Carolina Hidalgo: Hi.
Saldon Tenzin: Hello. Thank you for having me.
Brian Lehrer: Carolina, just to start everybody off for those who didn't hear yesterday's segment or aren't hearing these full pieces on our morning and afternoon magazine shows, give us your Radio Rookies elevator pitch. Who can join? How can people support the program, and what's this series about home that we're in now?
Carolina Hidalgo: Radio Rookies is WNYC's youth media program. We work with teens and young adults to help them tell their stories. Anyone from age 14 to 24 who lives in New York City can join the program. You can go to radiorookies.org and see how to sign up for more information. We would love it if you'd listen and share our stories with your friends. Right now, our series is about-- We have three stories, so they're all loosely around the idea of home. We have one story about gentrification. Tomorrow, you'll hear from another Rookie, [unintelligible 00:03:06], about public housing. Today, Saldon's story is about the meaning of home.
Brian Lehrer: Saldon, your friend in that clip we just played said that you are the future of Tibet. What does that mean to you?

REQUIRED WORK.
**A)** In the Radio Rookies interview, why does Brian Lehrer ask Carolina Hidalgo for an elevator pitch of the program?
**B)** Continue the Radio Rookies interview transcript from its last line.

DATASET EXTRACT.
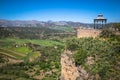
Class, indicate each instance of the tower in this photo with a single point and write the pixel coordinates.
(99, 22)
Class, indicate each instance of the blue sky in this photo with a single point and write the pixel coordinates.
(60, 10)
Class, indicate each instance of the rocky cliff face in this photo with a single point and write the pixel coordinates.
(70, 71)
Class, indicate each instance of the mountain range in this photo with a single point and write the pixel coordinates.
(35, 23)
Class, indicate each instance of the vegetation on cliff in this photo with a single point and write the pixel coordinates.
(104, 52)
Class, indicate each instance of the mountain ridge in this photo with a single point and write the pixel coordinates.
(36, 23)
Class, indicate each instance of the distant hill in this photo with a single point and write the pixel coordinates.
(35, 23)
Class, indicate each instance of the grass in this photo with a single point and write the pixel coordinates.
(7, 42)
(15, 54)
(22, 49)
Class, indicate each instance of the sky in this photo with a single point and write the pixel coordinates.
(60, 10)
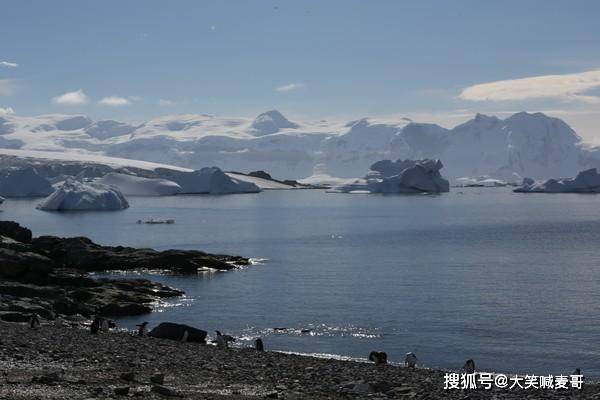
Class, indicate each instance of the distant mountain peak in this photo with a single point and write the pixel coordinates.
(271, 121)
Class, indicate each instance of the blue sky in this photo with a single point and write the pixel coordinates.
(310, 58)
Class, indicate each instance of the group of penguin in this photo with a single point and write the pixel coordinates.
(222, 341)
(410, 360)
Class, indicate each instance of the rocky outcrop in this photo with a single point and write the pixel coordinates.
(49, 275)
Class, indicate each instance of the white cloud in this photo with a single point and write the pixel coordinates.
(7, 87)
(6, 111)
(71, 98)
(567, 87)
(114, 101)
(8, 64)
(290, 87)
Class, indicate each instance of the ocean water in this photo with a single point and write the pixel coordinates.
(510, 280)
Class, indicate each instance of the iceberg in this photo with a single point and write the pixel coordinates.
(408, 176)
(131, 185)
(84, 196)
(481, 181)
(24, 182)
(587, 181)
(210, 180)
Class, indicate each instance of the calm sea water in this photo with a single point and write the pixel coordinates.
(511, 280)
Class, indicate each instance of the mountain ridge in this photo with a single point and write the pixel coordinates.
(523, 144)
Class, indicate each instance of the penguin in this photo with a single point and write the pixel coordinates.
(469, 366)
(34, 321)
(95, 327)
(378, 357)
(410, 360)
(223, 340)
(142, 329)
(258, 345)
(104, 325)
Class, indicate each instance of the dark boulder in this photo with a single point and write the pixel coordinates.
(83, 254)
(24, 265)
(15, 231)
(169, 330)
(124, 309)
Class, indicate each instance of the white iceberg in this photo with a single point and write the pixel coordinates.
(24, 182)
(209, 180)
(84, 196)
(420, 176)
(481, 181)
(131, 185)
(587, 181)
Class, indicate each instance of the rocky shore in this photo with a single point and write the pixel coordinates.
(50, 276)
(64, 361)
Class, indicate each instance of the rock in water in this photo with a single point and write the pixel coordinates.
(82, 196)
(131, 185)
(169, 330)
(158, 378)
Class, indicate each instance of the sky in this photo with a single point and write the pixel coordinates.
(434, 61)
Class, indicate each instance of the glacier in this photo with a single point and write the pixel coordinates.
(524, 144)
(23, 182)
(131, 185)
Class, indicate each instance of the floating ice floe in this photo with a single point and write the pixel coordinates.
(208, 181)
(131, 185)
(587, 181)
(482, 181)
(84, 196)
(408, 176)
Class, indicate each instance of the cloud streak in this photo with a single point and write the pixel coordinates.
(290, 87)
(77, 97)
(567, 87)
(114, 101)
(7, 87)
(8, 64)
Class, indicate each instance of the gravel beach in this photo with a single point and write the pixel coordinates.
(64, 361)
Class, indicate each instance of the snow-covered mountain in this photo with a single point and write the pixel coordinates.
(522, 145)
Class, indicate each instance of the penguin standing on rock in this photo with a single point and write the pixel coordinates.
(143, 329)
(258, 345)
(469, 366)
(410, 360)
(95, 327)
(34, 321)
(378, 357)
(223, 340)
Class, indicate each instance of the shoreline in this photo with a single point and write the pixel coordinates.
(64, 361)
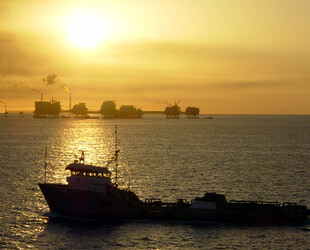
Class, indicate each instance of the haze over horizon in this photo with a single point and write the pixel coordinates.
(230, 56)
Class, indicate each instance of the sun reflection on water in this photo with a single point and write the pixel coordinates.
(96, 140)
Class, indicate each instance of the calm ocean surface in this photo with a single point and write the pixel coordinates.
(243, 157)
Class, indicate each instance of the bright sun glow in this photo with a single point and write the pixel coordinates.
(86, 30)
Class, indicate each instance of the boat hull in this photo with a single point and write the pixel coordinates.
(116, 204)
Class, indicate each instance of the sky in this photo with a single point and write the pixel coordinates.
(223, 56)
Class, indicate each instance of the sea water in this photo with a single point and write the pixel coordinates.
(244, 157)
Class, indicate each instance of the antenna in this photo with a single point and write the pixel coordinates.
(45, 164)
(116, 156)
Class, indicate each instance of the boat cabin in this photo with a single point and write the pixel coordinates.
(88, 177)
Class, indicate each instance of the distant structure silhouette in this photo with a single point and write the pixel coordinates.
(192, 112)
(80, 110)
(108, 111)
(47, 109)
(173, 111)
(129, 111)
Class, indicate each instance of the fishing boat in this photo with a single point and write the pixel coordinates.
(90, 193)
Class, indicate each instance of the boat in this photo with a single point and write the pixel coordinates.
(90, 193)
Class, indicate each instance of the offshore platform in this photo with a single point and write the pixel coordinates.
(45, 109)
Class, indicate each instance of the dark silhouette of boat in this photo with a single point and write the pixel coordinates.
(91, 194)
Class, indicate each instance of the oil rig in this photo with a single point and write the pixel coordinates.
(49, 109)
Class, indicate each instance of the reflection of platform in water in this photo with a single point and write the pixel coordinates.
(47, 109)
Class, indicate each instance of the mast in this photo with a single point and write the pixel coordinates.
(116, 156)
(69, 104)
(45, 164)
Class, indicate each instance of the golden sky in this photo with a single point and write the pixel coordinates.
(223, 56)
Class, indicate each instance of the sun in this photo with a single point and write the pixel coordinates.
(86, 30)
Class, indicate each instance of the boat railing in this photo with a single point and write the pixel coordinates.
(256, 202)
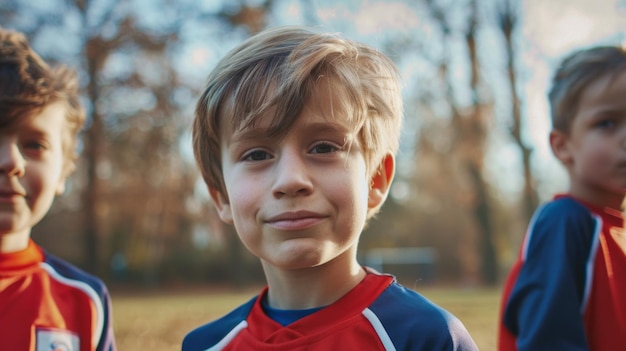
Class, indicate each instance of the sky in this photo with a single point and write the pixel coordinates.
(550, 30)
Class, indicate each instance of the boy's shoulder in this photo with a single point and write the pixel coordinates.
(564, 211)
(70, 274)
(208, 334)
(411, 318)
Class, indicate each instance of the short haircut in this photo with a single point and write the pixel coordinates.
(279, 69)
(28, 85)
(576, 72)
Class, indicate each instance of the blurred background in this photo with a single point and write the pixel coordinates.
(474, 160)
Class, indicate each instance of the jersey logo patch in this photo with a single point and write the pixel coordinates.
(49, 339)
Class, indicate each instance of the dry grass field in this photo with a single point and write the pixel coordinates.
(158, 321)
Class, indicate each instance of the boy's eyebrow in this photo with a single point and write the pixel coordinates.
(313, 127)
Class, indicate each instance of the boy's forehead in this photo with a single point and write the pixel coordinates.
(34, 116)
(321, 107)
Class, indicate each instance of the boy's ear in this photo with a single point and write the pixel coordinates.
(60, 187)
(381, 181)
(559, 142)
(222, 205)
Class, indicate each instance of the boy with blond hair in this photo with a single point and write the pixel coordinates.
(295, 136)
(567, 290)
(45, 302)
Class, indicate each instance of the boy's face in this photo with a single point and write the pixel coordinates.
(31, 165)
(594, 151)
(300, 201)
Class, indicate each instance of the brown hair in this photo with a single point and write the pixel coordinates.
(28, 84)
(575, 73)
(279, 69)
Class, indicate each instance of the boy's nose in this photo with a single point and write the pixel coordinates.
(291, 176)
(12, 162)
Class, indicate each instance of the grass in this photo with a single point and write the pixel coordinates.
(159, 321)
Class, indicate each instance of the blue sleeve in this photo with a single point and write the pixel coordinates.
(208, 335)
(544, 309)
(414, 323)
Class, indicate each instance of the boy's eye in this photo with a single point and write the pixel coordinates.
(606, 124)
(34, 145)
(324, 148)
(256, 155)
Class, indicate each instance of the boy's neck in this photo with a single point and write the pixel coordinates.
(312, 287)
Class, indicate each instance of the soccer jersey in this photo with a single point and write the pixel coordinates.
(48, 304)
(567, 290)
(377, 314)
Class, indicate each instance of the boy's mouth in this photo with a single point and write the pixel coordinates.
(295, 220)
(9, 195)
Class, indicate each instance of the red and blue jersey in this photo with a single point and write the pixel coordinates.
(567, 290)
(378, 314)
(48, 304)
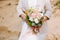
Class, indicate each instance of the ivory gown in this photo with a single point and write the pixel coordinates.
(26, 33)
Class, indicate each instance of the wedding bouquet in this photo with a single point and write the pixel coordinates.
(34, 19)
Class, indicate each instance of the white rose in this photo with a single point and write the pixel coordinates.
(31, 19)
(36, 20)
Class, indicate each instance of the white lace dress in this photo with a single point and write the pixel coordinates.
(26, 32)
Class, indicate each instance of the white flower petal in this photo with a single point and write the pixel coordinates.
(36, 20)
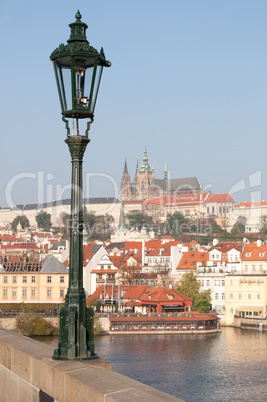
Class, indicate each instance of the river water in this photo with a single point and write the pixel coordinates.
(230, 366)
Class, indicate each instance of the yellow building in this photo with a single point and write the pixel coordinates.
(245, 296)
(49, 285)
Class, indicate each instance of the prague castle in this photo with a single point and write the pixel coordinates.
(145, 184)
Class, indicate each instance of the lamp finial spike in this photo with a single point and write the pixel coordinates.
(78, 16)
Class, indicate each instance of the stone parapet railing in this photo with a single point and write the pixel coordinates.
(28, 373)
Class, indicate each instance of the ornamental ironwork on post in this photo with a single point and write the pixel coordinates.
(78, 70)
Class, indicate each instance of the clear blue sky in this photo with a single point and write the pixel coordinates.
(188, 79)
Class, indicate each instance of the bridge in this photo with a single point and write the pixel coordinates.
(28, 373)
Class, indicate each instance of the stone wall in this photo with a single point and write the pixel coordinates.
(28, 373)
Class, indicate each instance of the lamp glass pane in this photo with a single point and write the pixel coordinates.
(99, 70)
(64, 78)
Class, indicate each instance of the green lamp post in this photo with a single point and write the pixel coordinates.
(78, 68)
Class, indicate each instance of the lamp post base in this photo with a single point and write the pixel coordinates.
(76, 341)
(76, 332)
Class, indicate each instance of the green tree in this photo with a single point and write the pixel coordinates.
(22, 219)
(190, 287)
(43, 220)
(89, 219)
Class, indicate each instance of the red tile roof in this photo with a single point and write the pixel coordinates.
(190, 259)
(252, 252)
(100, 291)
(133, 245)
(135, 292)
(224, 247)
(163, 294)
(21, 246)
(252, 204)
(219, 198)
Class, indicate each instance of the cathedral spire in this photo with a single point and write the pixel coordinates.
(165, 171)
(145, 166)
(125, 167)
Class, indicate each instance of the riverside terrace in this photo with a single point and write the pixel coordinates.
(191, 322)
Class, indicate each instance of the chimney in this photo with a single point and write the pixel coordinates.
(215, 242)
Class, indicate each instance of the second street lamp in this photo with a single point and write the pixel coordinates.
(78, 70)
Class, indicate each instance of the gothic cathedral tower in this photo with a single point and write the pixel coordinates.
(126, 187)
(143, 181)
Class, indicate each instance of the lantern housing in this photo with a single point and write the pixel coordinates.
(78, 69)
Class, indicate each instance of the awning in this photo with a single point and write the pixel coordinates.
(250, 308)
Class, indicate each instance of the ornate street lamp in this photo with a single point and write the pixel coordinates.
(78, 69)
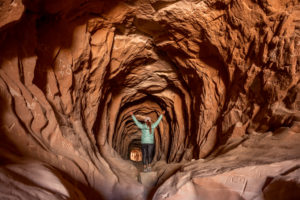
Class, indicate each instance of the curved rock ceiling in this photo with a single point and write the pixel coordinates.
(224, 71)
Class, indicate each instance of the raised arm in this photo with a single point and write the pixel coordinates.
(155, 124)
(139, 124)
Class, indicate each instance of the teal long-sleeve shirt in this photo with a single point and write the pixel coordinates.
(147, 138)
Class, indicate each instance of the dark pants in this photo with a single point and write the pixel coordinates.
(147, 151)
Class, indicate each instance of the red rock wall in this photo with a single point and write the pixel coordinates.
(72, 71)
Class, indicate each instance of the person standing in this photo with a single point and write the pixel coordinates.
(147, 139)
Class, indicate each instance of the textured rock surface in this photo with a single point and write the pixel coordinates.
(72, 71)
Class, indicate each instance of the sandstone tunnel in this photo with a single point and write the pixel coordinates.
(225, 72)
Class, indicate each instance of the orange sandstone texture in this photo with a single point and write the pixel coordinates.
(72, 71)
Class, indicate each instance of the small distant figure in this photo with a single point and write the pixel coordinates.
(147, 138)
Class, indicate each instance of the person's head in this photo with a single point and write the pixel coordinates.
(148, 122)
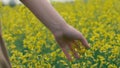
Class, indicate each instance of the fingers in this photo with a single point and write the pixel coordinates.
(73, 51)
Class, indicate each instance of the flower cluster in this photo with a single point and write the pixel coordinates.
(31, 45)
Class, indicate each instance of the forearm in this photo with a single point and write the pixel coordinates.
(46, 14)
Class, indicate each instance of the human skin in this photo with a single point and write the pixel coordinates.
(64, 34)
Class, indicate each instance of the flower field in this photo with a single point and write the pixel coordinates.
(31, 45)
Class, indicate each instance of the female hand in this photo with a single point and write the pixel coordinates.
(68, 36)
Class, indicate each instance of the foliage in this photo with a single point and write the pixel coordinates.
(31, 44)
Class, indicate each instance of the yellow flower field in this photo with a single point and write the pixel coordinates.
(31, 45)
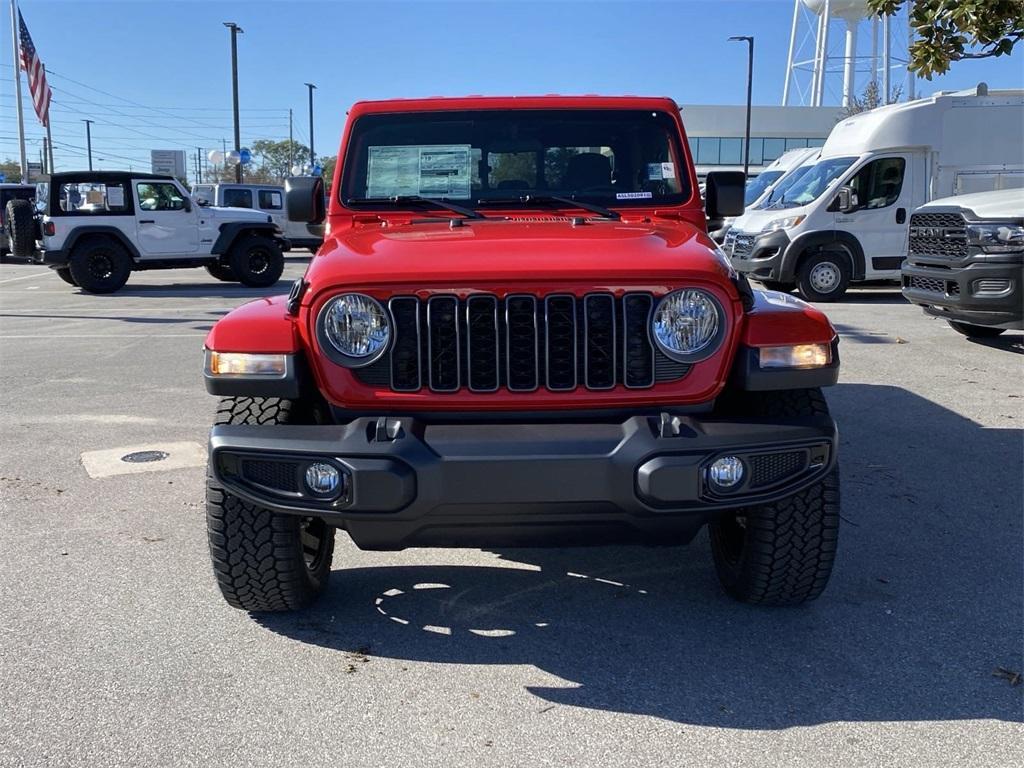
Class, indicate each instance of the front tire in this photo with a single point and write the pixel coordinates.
(99, 265)
(780, 553)
(264, 561)
(823, 275)
(975, 332)
(256, 261)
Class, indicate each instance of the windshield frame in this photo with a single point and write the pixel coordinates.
(688, 197)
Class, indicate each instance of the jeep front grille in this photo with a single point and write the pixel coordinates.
(938, 235)
(521, 343)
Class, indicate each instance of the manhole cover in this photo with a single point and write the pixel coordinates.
(143, 457)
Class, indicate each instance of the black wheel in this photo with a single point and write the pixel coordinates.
(774, 285)
(780, 553)
(823, 275)
(221, 271)
(264, 561)
(65, 274)
(19, 221)
(256, 261)
(976, 332)
(99, 265)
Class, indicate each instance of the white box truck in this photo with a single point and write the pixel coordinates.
(846, 219)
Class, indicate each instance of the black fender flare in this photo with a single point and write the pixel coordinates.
(231, 230)
(811, 241)
(78, 232)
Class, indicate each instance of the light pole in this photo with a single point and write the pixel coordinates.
(235, 92)
(312, 155)
(750, 89)
(88, 140)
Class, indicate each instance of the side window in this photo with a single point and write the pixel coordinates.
(878, 184)
(239, 198)
(154, 196)
(270, 200)
(93, 199)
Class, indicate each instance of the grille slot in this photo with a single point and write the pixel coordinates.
(938, 235)
(276, 475)
(521, 342)
(767, 469)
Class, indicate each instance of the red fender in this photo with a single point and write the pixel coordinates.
(781, 320)
(261, 326)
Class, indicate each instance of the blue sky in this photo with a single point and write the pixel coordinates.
(159, 75)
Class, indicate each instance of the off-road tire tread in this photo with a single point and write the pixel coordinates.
(256, 554)
(791, 544)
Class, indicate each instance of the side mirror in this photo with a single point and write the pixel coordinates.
(724, 194)
(304, 200)
(846, 201)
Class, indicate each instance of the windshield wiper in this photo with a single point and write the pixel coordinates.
(554, 200)
(469, 213)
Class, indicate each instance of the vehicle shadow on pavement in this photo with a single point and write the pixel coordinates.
(924, 606)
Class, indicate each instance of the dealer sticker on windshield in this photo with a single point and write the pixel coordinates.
(430, 171)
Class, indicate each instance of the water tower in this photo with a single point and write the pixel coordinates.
(823, 66)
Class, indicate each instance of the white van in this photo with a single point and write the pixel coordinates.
(846, 218)
(266, 198)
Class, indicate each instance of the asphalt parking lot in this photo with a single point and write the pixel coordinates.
(117, 649)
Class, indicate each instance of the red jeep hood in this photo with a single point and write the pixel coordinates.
(598, 252)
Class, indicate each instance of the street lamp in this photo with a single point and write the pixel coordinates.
(750, 88)
(88, 139)
(235, 92)
(312, 155)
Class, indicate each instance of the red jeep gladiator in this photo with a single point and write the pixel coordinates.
(518, 333)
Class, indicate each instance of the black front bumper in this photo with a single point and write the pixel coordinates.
(411, 483)
(956, 292)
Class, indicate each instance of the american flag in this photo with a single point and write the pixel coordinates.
(37, 74)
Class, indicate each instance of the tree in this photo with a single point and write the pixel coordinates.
(276, 158)
(869, 98)
(949, 31)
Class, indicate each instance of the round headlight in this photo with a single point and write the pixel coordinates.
(687, 325)
(356, 327)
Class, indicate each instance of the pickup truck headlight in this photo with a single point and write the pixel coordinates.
(996, 238)
(688, 325)
(355, 327)
(783, 223)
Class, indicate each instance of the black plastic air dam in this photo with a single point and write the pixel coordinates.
(509, 484)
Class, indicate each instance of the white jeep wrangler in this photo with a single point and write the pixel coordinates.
(95, 227)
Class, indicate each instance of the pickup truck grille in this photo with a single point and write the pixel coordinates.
(521, 343)
(938, 235)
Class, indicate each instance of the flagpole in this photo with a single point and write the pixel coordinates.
(17, 90)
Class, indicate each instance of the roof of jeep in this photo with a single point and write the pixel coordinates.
(103, 176)
(551, 100)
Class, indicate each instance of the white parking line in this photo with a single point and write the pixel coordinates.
(26, 276)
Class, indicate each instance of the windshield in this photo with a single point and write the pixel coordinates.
(811, 183)
(607, 157)
(757, 186)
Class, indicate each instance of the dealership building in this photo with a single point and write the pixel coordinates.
(716, 133)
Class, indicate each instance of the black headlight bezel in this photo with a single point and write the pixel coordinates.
(336, 355)
(710, 347)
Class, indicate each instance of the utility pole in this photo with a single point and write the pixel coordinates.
(88, 139)
(750, 90)
(312, 155)
(17, 91)
(235, 92)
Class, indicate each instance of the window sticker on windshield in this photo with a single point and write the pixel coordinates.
(430, 171)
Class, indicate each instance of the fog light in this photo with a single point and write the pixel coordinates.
(323, 479)
(726, 472)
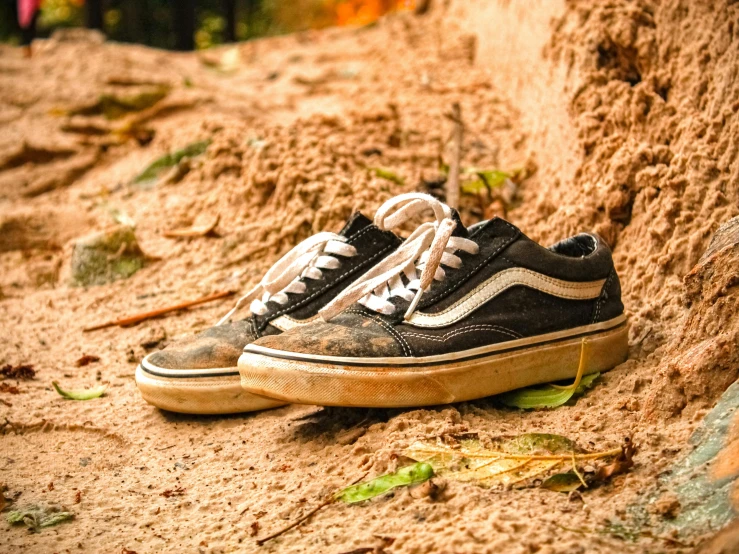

WRITTEN RESPONSES.
**A)** He asks for it to bring listeners up to speed. Some of them did not hear the previous day's segment, and others are not hearing the full pieces on the station's morning and afternoon magazine shows.

**B)**
Saldon Tenzin: Yes, that's certainly right. I'm from Tibet. Tibet is a beautiful country with such rich people and culture, and it's often known as the roof of the world because of its mountain ranges and high altitude. It has a very long history, but right now, we are currently not an independent country. Ever since the 1959 national uprising, the Tibetan national uprising, they've been experiencing widespread brutality and people have had to escape Tibet and seek refuge in other places like India.
It's up to the next generations like teenagers like myself and my friends, my little brother, and my cousins to spread this story and help preserve our culture that's been taken away from us and oppressed for so long.
Brian Lehrer: You spoke with a friend in the piece about how she influenced your feelings about your shared culture. Let's take a listen to about 45 seconds of this interaction. Saldon speaks first.
Saldon Tenzin: After that, I didn't realize like, oh, she actually enjoys Losar and wearing the chubas, and I didn't really like to do that, but you kind of switched my perspective on that.
Speaker 8: I never realized I made such a big impact on you.
Saldon Tenzin: Were you always so open and proud of your heritage?
Speaker 8: Well, I think that so many children go through the same feeling of being almost ashamed of your culture and especially if it's so different from the ones that you grew up around. If you grew up in America, for example, you probably would be more influenced by American traditions rather than your own.
Brian Lehrer: Did you relate to your friend's sentiments there? Why did growing up in America make you feel somewhat ashamed of your Tibetan culture, and what did that look like in your case?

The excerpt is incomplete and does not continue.